» **Exercise description**:
Reproduce word for word the lines between the one containing "Query: sand dune" and the end of the entries below, both inclusive; leave out pictures.

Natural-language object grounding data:
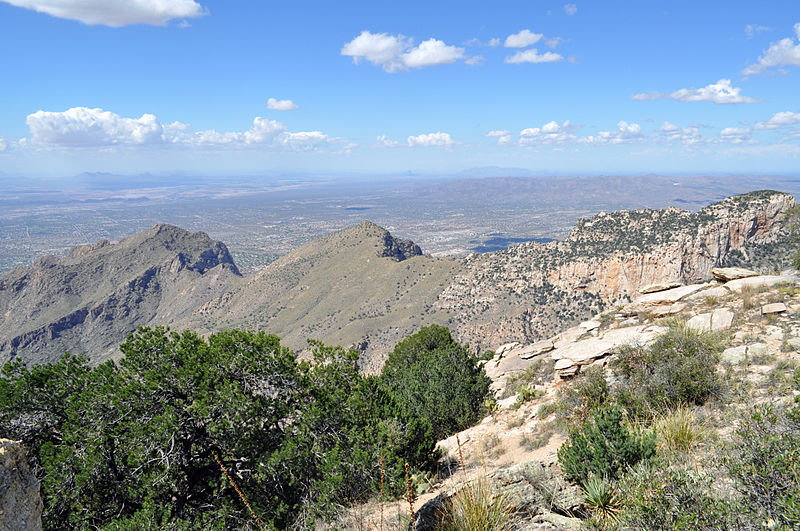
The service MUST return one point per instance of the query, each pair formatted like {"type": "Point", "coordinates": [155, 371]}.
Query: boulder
{"type": "Point", "coordinates": [530, 351]}
{"type": "Point", "coordinates": [662, 286]}
{"type": "Point", "coordinates": [716, 321]}
{"type": "Point", "coordinates": [670, 296]}
{"type": "Point", "coordinates": [726, 274]}
{"type": "Point", "coordinates": [20, 501]}
{"type": "Point", "coordinates": [775, 307]}
{"type": "Point", "coordinates": [735, 355]}
{"type": "Point", "coordinates": [758, 282]}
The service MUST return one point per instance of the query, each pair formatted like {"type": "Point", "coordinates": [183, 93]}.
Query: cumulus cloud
{"type": "Point", "coordinates": [522, 39]}
{"type": "Point", "coordinates": [751, 29]}
{"type": "Point", "coordinates": [625, 134]}
{"type": "Point", "coordinates": [778, 120]}
{"type": "Point", "coordinates": [432, 52]}
{"type": "Point", "coordinates": [550, 133]}
{"type": "Point", "coordinates": [533, 56]}
{"type": "Point", "coordinates": [385, 141]}
{"type": "Point", "coordinates": [685, 135]}
{"type": "Point", "coordinates": [721, 92]}
{"type": "Point", "coordinates": [281, 105]}
{"type": "Point", "coordinates": [115, 13]}
{"type": "Point", "coordinates": [785, 52]}
{"type": "Point", "coordinates": [735, 135]}
{"type": "Point", "coordinates": [503, 137]}
{"type": "Point", "coordinates": [431, 139]}
{"type": "Point", "coordinates": [396, 53]}
{"type": "Point", "coordinates": [81, 127]}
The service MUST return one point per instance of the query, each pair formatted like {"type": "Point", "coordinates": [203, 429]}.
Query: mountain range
{"type": "Point", "coordinates": [361, 286]}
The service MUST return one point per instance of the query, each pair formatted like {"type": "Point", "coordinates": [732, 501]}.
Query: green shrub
{"type": "Point", "coordinates": [679, 368]}
{"type": "Point", "coordinates": [604, 447]}
{"type": "Point", "coordinates": [434, 379]}
{"type": "Point", "coordinates": [658, 498]}
{"type": "Point", "coordinates": [765, 463]}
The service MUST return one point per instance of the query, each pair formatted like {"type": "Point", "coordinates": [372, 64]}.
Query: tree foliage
{"type": "Point", "coordinates": [121, 445]}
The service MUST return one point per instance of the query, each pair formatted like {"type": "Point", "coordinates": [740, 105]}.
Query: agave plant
{"type": "Point", "coordinates": [602, 499]}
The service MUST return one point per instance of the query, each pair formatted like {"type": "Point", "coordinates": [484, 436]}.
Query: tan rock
{"type": "Point", "coordinates": [775, 307]}
{"type": "Point", "coordinates": [670, 296]}
{"type": "Point", "coordinates": [530, 351]}
{"type": "Point", "coordinates": [758, 282]}
{"type": "Point", "coordinates": [20, 501]}
{"type": "Point", "coordinates": [716, 321]}
{"type": "Point", "coordinates": [661, 286]}
{"type": "Point", "coordinates": [726, 274]}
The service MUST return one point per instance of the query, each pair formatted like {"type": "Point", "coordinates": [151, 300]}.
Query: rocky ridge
{"type": "Point", "coordinates": [364, 287]}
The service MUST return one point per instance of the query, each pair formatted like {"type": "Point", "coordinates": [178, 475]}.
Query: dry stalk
{"type": "Point", "coordinates": [381, 524]}
{"type": "Point", "coordinates": [239, 492]}
{"type": "Point", "coordinates": [410, 498]}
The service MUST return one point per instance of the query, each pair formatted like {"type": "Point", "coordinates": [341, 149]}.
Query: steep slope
{"type": "Point", "coordinates": [89, 300]}
{"type": "Point", "coordinates": [533, 289]}
{"type": "Point", "coordinates": [356, 286]}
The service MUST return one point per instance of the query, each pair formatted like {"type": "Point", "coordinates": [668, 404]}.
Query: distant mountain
{"type": "Point", "coordinates": [91, 299]}
{"type": "Point", "coordinates": [361, 286]}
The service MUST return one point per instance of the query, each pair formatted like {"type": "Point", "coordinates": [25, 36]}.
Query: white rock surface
{"type": "Point", "coordinates": [757, 282]}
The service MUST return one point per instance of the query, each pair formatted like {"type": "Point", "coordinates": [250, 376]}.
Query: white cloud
{"type": "Point", "coordinates": [687, 136]}
{"type": "Point", "coordinates": [115, 13]}
{"type": "Point", "coordinates": [384, 141]}
{"type": "Point", "coordinates": [281, 105]}
{"type": "Point", "coordinates": [522, 39]}
{"type": "Point", "coordinates": [503, 137]}
{"type": "Point", "coordinates": [397, 53]}
{"type": "Point", "coordinates": [550, 133]}
{"type": "Point", "coordinates": [735, 135]}
{"type": "Point", "coordinates": [721, 92]}
{"type": "Point", "coordinates": [625, 134]}
{"type": "Point", "coordinates": [432, 52]}
{"type": "Point", "coordinates": [431, 139]}
{"type": "Point", "coordinates": [533, 56]}
{"type": "Point", "coordinates": [785, 52]}
{"type": "Point", "coordinates": [778, 120]}
{"type": "Point", "coordinates": [81, 127]}
{"type": "Point", "coordinates": [751, 29]}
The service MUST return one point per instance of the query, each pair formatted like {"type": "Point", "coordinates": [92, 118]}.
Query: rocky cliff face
{"type": "Point", "coordinates": [362, 286]}
{"type": "Point", "coordinates": [91, 299]}
{"type": "Point", "coordinates": [533, 289]}
{"type": "Point", "coordinates": [20, 501]}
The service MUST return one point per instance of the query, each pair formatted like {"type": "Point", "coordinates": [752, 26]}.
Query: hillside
{"type": "Point", "coordinates": [91, 299]}
{"type": "Point", "coordinates": [361, 286]}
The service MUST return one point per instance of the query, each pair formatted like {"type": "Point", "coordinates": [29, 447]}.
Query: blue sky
{"type": "Point", "coordinates": [242, 87]}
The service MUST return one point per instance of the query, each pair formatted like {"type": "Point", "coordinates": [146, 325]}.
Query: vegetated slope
{"type": "Point", "coordinates": [532, 289]}
{"type": "Point", "coordinates": [361, 286]}
{"type": "Point", "coordinates": [91, 299]}
{"type": "Point", "coordinates": [355, 286]}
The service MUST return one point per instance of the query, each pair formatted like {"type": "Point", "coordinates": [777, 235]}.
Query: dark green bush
{"type": "Point", "coordinates": [678, 368]}
{"type": "Point", "coordinates": [604, 447]}
{"type": "Point", "coordinates": [434, 379]}
{"type": "Point", "coordinates": [765, 463]}
{"type": "Point", "coordinates": [658, 498]}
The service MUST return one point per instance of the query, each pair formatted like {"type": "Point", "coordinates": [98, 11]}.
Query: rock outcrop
{"type": "Point", "coordinates": [20, 501]}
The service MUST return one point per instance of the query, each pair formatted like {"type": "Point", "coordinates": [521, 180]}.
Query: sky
{"type": "Point", "coordinates": [241, 87]}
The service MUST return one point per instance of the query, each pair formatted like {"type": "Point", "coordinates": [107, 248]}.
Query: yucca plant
{"type": "Point", "coordinates": [602, 499]}
{"type": "Point", "coordinates": [476, 507]}
{"type": "Point", "coordinates": [679, 431]}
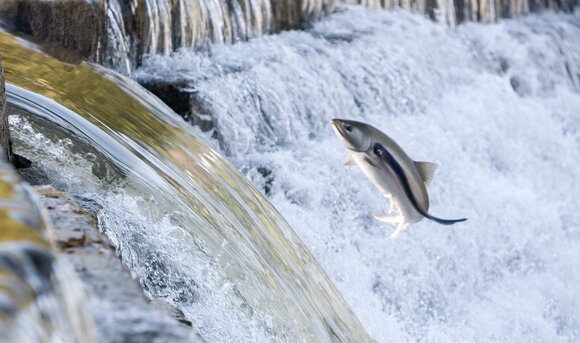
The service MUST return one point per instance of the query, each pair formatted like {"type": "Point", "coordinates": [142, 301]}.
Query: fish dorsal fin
{"type": "Point", "coordinates": [426, 170]}
{"type": "Point", "coordinates": [349, 161]}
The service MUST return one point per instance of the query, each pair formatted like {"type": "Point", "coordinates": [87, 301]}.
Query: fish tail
{"type": "Point", "coordinates": [444, 221]}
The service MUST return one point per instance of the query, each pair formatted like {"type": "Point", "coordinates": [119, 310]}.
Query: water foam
{"type": "Point", "coordinates": [496, 105]}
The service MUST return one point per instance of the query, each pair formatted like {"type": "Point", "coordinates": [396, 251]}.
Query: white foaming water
{"type": "Point", "coordinates": [497, 106]}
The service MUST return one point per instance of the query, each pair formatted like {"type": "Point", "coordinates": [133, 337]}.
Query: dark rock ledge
{"type": "Point", "coordinates": [121, 311]}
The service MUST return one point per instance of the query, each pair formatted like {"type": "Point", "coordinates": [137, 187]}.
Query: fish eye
{"type": "Point", "coordinates": [379, 150]}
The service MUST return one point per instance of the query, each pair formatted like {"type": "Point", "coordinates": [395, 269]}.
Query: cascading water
{"type": "Point", "coordinates": [185, 221]}
{"type": "Point", "coordinates": [161, 26]}
{"type": "Point", "coordinates": [496, 105]}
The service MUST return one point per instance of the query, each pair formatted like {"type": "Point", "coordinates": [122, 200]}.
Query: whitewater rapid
{"type": "Point", "coordinates": [497, 106]}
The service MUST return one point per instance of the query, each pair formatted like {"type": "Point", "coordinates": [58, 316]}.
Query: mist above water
{"type": "Point", "coordinates": [495, 105]}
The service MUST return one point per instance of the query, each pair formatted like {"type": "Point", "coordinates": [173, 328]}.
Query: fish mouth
{"type": "Point", "coordinates": [337, 125]}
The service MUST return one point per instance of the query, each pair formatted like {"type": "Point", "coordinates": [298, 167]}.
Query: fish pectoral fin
{"type": "Point", "coordinates": [426, 170]}
{"type": "Point", "coordinates": [389, 218]}
{"type": "Point", "coordinates": [402, 226]}
{"type": "Point", "coordinates": [349, 160]}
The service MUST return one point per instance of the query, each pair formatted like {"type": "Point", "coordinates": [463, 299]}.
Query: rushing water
{"type": "Point", "coordinates": [190, 226]}
{"type": "Point", "coordinates": [497, 106]}
{"type": "Point", "coordinates": [161, 26]}
{"type": "Point", "coordinates": [134, 28]}
{"type": "Point", "coordinates": [40, 297]}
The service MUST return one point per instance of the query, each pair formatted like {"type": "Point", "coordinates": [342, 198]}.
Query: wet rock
{"type": "Point", "coordinates": [184, 101]}
{"type": "Point", "coordinates": [5, 142]}
{"type": "Point", "coordinates": [121, 311]}
{"type": "Point", "coordinates": [75, 25]}
{"type": "Point", "coordinates": [5, 152]}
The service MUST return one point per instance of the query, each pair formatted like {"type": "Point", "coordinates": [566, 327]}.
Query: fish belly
{"type": "Point", "coordinates": [388, 183]}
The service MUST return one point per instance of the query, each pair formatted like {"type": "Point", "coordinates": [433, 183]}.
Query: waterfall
{"type": "Point", "coordinates": [41, 299]}
{"type": "Point", "coordinates": [496, 105]}
{"type": "Point", "coordinates": [191, 227]}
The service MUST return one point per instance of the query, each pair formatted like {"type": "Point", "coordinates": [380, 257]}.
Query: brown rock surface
{"type": "Point", "coordinates": [121, 311]}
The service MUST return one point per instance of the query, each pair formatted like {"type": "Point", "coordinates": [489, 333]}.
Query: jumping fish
{"type": "Point", "coordinates": [403, 181]}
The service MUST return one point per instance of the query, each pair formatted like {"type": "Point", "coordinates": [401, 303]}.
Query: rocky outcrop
{"type": "Point", "coordinates": [120, 310]}
{"type": "Point", "coordinates": [5, 142]}
{"type": "Point", "coordinates": [5, 151]}
{"type": "Point", "coordinates": [118, 33]}
{"type": "Point", "coordinates": [183, 100]}
{"type": "Point", "coordinates": [36, 288]}
{"type": "Point", "coordinates": [76, 25]}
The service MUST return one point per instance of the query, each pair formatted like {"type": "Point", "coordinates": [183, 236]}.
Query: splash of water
{"type": "Point", "coordinates": [495, 105]}
{"type": "Point", "coordinates": [192, 228]}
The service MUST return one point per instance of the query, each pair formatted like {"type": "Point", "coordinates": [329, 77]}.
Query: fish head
{"type": "Point", "coordinates": [354, 135]}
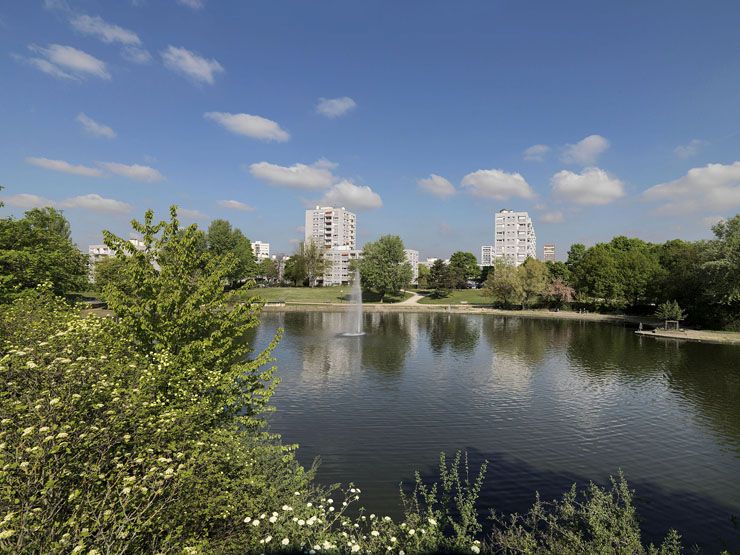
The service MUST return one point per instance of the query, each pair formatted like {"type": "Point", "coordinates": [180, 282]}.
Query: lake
{"type": "Point", "coordinates": [547, 403]}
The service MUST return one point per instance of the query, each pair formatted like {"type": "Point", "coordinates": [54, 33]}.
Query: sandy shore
{"type": "Point", "coordinates": [706, 336]}
{"type": "Point", "coordinates": [460, 309]}
{"type": "Point", "coordinates": [700, 336]}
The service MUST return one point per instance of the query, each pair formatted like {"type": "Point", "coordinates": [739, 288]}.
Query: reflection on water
{"type": "Point", "coordinates": [548, 403]}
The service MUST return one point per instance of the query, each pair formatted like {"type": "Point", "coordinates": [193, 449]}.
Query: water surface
{"type": "Point", "coordinates": [547, 403]}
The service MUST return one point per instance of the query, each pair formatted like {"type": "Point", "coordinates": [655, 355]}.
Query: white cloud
{"type": "Point", "coordinates": [536, 153]}
{"type": "Point", "coordinates": [586, 151]}
{"type": "Point", "coordinates": [591, 186]}
{"type": "Point", "coordinates": [104, 31]}
{"type": "Point", "coordinates": [713, 187]}
{"type": "Point", "coordinates": [335, 107]}
{"type": "Point", "coordinates": [54, 5]}
{"type": "Point", "coordinates": [191, 214]}
{"type": "Point", "coordinates": [689, 150]}
{"type": "Point", "coordinates": [136, 55]}
{"type": "Point", "coordinates": [436, 185]}
{"type": "Point", "coordinates": [67, 62]}
{"type": "Point", "coordinates": [235, 205]}
{"type": "Point", "coordinates": [95, 128]}
{"type": "Point", "coordinates": [25, 200]}
{"type": "Point", "coordinates": [497, 184]}
{"type": "Point", "coordinates": [299, 176]}
{"type": "Point", "coordinates": [64, 167]}
{"type": "Point", "coordinates": [711, 221]}
{"type": "Point", "coordinates": [190, 64]}
{"type": "Point", "coordinates": [552, 217]}
{"type": "Point", "coordinates": [96, 203]}
{"type": "Point", "coordinates": [356, 197]}
{"type": "Point", "coordinates": [192, 4]}
{"type": "Point", "coordinates": [256, 127]}
{"type": "Point", "coordinates": [133, 171]}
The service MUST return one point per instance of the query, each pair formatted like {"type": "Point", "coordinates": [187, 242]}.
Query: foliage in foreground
{"type": "Point", "coordinates": [37, 248]}
{"type": "Point", "coordinates": [133, 435]}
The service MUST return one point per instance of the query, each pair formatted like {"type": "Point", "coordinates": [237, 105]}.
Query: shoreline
{"type": "Point", "coordinates": [702, 336]}
{"type": "Point", "coordinates": [460, 309]}
{"type": "Point", "coordinates": [696, 336]}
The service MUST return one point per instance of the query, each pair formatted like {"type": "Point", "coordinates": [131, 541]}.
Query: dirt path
{"type": "Point", "coordinates": [414, 299]}
{"type": "Point", "coordinates": [708, 336]}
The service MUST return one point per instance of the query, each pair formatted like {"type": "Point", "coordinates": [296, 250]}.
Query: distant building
{"type": "Point", "coordinates": [335, 231]}
{"type": "Point", "coordinates": [412, 257]}
{"type": "Point", "coordinates": [261, 250]}
{"type": "Point", "coordinates": [486, 255]}
{"type": "Point", "coordinates": [96, 253]}
{"type": "Point", "coordinates": [548, 253]}
{"type": "Point", "coordinates": [331, 227]}
{"type": "Point", "coordinates": [337, 271]}
{"type": "Point", "coordinates": [514, 237]}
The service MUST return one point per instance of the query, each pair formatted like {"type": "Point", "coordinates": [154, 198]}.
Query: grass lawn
{"type": "Point", "coordinates": [460, 296]}
{"type": "Point", "coordinates": [337, 294]}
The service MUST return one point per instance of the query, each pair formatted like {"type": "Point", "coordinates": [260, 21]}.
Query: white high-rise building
{"type": "Point", "coordinates": [412, 257]}
{"type": "Point", "coordinates": [261, 250]}
{"type": "Point", "coordinates": [486, 255]}
{"type": "Point", "coordinates": [331, 227]}
{"type": "Point", "coordinates": [335, 231]}
{"type": "Point", "coordinates": [514, 237]}
{"type": "Point", "coordinates": [96, 253]}
{"type": "Point", "coordinates": [548, 253]}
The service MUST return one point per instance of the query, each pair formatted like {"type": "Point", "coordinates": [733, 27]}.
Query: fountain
{"type": "Point", "coordinates": [354, 316]}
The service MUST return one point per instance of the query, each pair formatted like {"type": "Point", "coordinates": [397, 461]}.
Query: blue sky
{"type": "Point", "coordinates": [428, 111]}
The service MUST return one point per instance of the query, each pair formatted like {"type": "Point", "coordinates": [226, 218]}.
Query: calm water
{"type": "Point", "coordinates": [547, 403]}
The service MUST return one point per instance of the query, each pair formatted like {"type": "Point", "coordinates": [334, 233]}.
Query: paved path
{"type": "Point", "coordinates": [412, 300]}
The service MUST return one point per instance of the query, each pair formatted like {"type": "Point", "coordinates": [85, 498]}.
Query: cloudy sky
{"type": "Point", "coordinates": [425, 117]}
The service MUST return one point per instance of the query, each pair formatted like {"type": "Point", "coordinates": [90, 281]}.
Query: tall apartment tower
{"type": "Point", "coordinates": [334, 230]}
{"type": "Point", "coordinates": [486, 255]}
{"type": "Point", "coordinates": [261, 250]}
{"type": "Point", "coordinates": [548, 253]}
{"type": "Point", "coordinates": [514, 238]}
{"type": "Point", "coordinates": [412, 257]}
{"type": "Point", "coordinates": [331, 227]}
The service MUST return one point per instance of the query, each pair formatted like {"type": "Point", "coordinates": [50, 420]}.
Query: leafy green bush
{"type": "Point", "coordinates": [145, 433]}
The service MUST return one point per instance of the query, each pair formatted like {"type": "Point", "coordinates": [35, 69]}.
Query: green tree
{"type": "Point", "coordinates": [295, 270]}
{"type": "Point", "coordinates": [383, 266]}
{"type": "Point", "coordinates": [316, 264]}
{"type": "Point", "coordinates": [670, 310]}
{"type": "Point", "coordinates": [504, 283]}
{"type": "Point", "coordinates": [558, 270]}
{"type": "Point", "coordinates": [463, 267]}
{"type": "Point", "coordinates": [37, 248]}
{"type": "Point", "coordinates": [223, 240]}
{"type": "Point", "coordinates": [423, 280]}
{"type": "Point", "coordinates": [559, 293]}
{"type": "Point", "coordinates": [441, 279]}
{"type": "Point", "coordinates": [108, 271]}
{"type": "Point", "coordinates": [268, 269]}
{"type": "Point", "coordinates": [575, 254]}
{"type": "Point", "coordinates": [535, 279]}
{"type": "Point", "coordinates": [723, 267]}
{"type": "Point", "coordinates": [597, 275]}
{"type": "Point", "coordinates": [638, 268]}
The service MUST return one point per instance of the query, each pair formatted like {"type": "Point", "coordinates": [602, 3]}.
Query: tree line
{"type": "Point", "coordinates": [699, 279]}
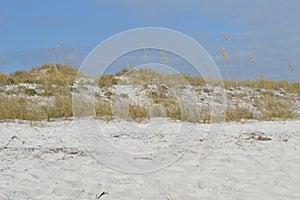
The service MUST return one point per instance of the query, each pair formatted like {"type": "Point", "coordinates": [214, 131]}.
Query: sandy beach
{"type": "Point", "coordinates": [251, 160]}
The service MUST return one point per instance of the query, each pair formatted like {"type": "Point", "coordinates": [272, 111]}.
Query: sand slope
{"type": "Point", "coordinates": [254, 160]}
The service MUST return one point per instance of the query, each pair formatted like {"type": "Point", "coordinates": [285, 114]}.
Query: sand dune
{"type": "Point", "coordinates": [253, 160]}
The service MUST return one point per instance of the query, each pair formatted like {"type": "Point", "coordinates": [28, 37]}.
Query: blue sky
{"type": "Point", "coordinates": [34, 32]}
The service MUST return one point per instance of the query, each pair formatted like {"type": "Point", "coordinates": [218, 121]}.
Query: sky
{"type": "Point", "coordinates": [35, 32]}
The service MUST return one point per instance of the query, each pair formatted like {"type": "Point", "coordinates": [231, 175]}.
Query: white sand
{"type": "Point", "coordinates": [48, 161]}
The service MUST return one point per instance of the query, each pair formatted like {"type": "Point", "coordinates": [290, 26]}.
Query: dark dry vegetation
{"type": "Point", "coordinates": [54, 100]}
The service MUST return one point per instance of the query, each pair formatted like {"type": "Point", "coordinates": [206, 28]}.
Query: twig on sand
{"type": "Point", "coordinates": [142, 158]}
{"type": "Point", "coordinates": [98, 196]}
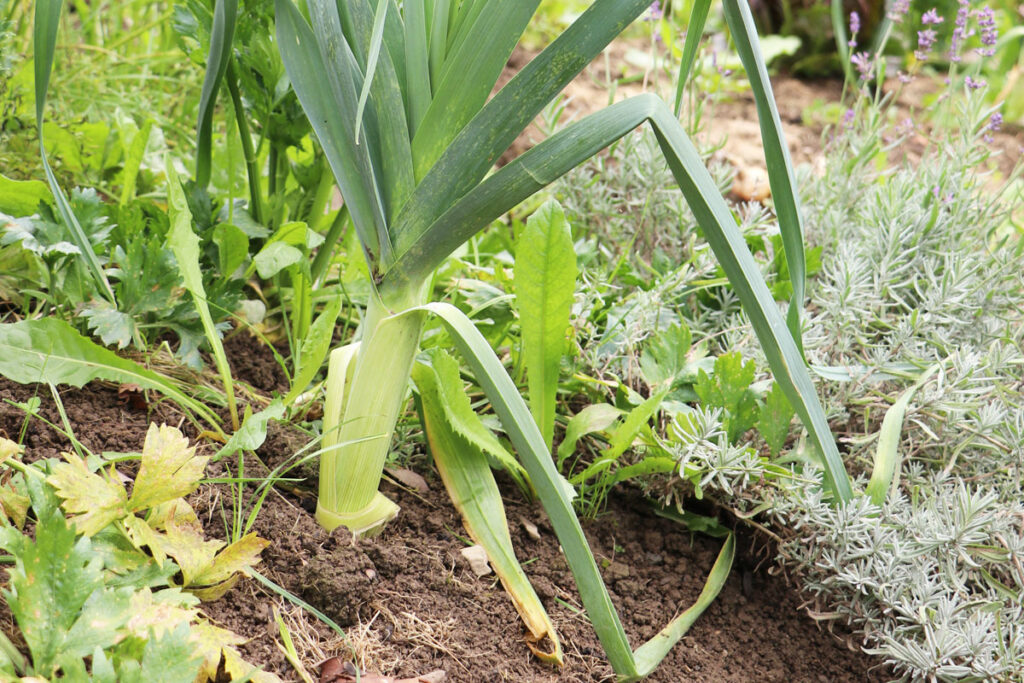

» **Written response**:
Query: sand dune
{"type": "Point", "coordinates": [253, 160]}
The service MUST return one point per instance of the query, each pair formatted like {"type": "Point", "coordinates": [28, 37]}.
Query: blue sky
{"type": "Point", "coordinates": [34, 32]}
The service MUST return one point per instance of the query, each pair formatted like {"type": "Point", "coordinates": [218, 121]}.
Query: sky
{"type": "Point", "coordinates": [35, 32]}
The service MUST return one point per instance of the query, each pair formatted like {"type": "Point", "coordinates": [231, 175]}.
Query: white sand
{"type": "Point", "coordinates": [48, 161]}
The service MUST return one point per instance of the query, each pair formatted like {"type": "Point", "coordinates": [290, 26]}.
Query: dark dry vegetation
{"type": "Point", "coordinates": [54, 100]}
The service MUST return one point per instance of the query, each pair formatted like {"type": "Point", "coordinates": [206, 28]}.
Query: twig on sand
{"type": "Point", "coordinates": [142, 158]}
{"type": "Point", "coordinates": [98, 196]}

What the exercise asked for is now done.